• [DO THIS]
Tally the lines in the listing below that contain the word "gold". Reply with the number alone.

### GIVEN RECORDS ###

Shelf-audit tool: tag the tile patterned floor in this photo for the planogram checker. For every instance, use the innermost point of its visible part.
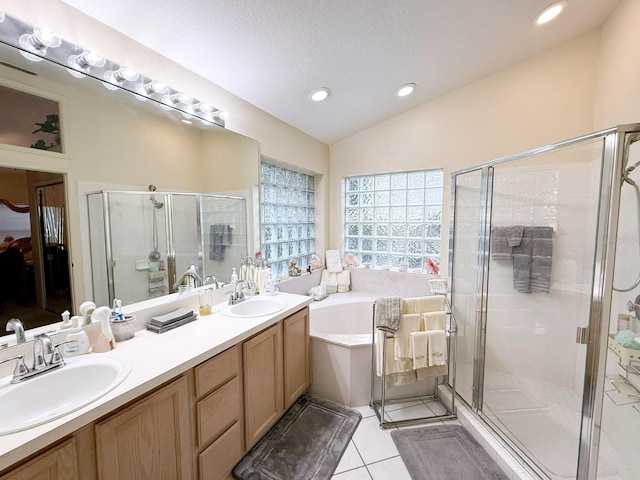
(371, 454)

###
### GIVEN RECORDS ###

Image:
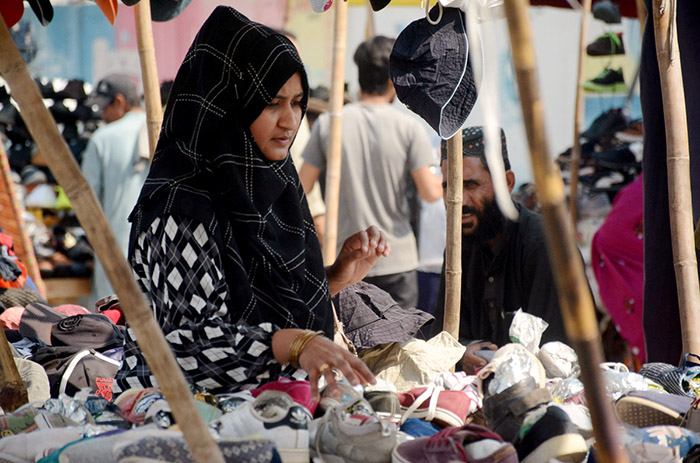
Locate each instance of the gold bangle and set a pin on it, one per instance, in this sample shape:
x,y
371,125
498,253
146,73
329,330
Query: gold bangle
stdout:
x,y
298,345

###

• [SOLUTION TO THIS EXERCISE]
2